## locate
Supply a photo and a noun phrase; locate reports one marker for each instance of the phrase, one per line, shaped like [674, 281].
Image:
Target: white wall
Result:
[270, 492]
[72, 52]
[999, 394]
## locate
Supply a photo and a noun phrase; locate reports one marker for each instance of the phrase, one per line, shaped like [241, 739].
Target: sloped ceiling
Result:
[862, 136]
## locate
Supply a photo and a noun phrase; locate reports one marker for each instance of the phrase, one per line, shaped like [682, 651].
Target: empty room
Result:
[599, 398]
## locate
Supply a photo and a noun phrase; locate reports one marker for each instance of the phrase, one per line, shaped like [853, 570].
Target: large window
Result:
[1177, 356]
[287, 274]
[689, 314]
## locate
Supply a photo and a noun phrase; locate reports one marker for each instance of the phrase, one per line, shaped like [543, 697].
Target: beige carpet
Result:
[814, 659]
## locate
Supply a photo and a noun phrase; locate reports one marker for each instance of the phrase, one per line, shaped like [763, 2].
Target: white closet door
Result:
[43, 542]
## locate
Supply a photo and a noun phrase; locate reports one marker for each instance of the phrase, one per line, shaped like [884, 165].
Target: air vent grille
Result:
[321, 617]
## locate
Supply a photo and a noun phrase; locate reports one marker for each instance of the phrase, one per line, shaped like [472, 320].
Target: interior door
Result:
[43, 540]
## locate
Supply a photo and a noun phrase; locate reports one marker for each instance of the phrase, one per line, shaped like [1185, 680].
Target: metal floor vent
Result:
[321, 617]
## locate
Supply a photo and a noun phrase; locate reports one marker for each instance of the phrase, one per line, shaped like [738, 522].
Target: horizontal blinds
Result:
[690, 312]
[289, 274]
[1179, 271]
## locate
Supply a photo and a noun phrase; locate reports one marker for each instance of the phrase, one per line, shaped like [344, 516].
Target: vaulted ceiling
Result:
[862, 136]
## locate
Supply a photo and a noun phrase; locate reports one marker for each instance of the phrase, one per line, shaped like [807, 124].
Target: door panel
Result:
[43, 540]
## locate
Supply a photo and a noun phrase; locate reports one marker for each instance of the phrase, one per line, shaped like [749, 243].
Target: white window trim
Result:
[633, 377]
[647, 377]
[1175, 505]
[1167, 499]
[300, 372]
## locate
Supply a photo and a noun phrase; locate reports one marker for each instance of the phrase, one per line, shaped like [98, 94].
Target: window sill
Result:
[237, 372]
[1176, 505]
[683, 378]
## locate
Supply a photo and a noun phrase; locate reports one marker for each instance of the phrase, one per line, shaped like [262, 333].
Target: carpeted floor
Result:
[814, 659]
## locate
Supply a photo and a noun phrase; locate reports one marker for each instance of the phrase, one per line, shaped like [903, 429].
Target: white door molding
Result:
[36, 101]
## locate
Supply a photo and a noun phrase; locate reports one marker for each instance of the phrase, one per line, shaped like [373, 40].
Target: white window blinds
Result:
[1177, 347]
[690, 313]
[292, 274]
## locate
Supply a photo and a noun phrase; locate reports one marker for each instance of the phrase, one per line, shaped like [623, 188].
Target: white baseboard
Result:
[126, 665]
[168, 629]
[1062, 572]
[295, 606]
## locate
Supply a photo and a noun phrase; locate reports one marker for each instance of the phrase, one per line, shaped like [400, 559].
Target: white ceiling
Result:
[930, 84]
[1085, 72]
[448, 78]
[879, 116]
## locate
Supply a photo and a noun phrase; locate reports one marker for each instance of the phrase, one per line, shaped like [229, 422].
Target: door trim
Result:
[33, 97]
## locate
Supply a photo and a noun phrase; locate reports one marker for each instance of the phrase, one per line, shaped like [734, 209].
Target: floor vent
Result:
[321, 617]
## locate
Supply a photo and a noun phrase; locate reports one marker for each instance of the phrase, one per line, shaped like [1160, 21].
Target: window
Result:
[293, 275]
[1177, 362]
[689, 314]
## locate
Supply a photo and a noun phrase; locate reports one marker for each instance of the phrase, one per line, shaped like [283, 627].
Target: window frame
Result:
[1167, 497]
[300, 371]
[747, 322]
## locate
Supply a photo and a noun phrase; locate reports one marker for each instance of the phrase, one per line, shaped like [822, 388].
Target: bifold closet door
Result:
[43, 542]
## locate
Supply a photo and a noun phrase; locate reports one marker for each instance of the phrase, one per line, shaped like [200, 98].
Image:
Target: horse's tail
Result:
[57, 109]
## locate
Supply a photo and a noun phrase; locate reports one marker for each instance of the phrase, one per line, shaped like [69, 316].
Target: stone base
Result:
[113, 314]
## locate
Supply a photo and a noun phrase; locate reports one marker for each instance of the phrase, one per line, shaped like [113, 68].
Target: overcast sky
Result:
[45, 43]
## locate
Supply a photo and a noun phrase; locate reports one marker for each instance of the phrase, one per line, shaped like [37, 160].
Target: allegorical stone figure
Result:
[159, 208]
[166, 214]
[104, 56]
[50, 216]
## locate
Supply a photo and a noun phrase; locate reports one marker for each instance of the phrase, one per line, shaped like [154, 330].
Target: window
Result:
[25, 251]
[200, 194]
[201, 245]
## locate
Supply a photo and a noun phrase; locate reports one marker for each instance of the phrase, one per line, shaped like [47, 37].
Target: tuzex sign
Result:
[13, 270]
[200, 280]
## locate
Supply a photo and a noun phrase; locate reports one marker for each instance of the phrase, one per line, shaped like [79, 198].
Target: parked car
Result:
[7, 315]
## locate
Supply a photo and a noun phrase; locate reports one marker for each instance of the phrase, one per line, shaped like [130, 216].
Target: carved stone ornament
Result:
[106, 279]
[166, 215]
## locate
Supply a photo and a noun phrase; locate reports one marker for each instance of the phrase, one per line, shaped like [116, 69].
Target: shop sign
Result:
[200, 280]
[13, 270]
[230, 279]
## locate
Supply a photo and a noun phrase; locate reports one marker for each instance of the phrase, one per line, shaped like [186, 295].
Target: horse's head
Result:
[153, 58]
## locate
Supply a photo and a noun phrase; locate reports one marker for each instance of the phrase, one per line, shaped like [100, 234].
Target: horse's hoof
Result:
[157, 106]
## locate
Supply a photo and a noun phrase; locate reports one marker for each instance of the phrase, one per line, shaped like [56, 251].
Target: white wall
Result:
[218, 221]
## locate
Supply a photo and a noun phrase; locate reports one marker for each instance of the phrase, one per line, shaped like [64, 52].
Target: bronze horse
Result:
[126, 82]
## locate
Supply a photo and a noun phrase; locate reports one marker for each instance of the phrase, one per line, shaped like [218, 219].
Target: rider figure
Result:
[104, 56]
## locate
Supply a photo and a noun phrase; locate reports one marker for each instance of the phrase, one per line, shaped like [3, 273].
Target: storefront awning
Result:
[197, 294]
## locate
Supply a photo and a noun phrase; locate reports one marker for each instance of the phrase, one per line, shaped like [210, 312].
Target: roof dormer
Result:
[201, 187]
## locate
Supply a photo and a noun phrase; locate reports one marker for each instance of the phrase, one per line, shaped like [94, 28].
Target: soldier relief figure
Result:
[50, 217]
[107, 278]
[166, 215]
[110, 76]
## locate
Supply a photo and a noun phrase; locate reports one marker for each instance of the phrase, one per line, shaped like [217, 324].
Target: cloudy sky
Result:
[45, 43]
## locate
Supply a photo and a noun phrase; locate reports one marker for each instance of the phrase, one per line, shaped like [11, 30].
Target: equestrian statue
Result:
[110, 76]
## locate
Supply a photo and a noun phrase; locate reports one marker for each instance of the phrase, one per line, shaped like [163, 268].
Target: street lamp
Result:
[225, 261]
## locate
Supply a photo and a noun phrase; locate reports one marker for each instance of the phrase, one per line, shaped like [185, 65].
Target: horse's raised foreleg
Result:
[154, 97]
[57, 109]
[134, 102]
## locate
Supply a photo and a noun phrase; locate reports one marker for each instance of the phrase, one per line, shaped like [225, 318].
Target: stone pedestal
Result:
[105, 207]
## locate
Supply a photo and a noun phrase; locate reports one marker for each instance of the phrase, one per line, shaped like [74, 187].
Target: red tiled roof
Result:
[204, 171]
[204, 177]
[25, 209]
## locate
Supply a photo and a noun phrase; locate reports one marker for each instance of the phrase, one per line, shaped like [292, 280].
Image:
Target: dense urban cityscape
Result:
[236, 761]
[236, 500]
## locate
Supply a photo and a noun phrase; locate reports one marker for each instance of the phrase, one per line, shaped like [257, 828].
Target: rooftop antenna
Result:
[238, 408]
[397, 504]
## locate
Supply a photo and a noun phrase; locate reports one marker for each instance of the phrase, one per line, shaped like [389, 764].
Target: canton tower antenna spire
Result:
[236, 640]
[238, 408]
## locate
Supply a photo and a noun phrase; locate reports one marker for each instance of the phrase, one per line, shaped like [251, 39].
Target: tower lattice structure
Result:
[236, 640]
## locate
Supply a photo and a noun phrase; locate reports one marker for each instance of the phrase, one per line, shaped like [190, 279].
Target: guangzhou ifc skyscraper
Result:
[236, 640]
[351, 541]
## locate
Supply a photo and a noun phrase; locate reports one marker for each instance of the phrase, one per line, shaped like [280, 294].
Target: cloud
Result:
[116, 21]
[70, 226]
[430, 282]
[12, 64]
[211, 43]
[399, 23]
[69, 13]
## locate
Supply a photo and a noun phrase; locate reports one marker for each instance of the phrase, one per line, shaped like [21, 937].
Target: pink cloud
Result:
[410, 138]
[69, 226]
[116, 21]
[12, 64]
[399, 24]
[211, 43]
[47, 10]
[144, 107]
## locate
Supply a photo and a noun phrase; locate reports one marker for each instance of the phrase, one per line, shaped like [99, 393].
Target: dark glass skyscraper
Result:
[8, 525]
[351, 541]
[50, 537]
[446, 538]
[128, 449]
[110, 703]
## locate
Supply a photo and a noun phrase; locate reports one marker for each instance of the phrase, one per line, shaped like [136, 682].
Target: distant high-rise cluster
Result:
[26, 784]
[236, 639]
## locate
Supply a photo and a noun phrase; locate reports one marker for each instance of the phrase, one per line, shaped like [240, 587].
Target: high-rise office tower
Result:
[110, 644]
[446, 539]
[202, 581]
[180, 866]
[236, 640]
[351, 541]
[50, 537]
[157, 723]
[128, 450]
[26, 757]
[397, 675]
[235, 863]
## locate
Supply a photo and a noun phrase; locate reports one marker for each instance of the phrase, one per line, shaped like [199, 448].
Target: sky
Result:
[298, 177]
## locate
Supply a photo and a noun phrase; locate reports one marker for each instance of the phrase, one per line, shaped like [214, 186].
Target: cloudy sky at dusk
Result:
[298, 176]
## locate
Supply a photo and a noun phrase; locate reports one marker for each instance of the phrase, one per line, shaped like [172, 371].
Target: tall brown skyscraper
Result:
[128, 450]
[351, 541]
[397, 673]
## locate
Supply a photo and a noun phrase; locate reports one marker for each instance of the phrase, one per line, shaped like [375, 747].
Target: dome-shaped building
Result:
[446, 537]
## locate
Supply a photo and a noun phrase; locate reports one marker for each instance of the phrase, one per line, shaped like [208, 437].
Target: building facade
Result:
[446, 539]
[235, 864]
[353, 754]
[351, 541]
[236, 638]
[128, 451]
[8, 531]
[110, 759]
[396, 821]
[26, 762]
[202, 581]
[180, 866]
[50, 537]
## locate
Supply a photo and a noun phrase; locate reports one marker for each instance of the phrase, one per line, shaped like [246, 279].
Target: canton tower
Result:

(What to work on)
Only the number is wanted: how many lines in the preceding entries hold the string "high"?

(Completed task)
2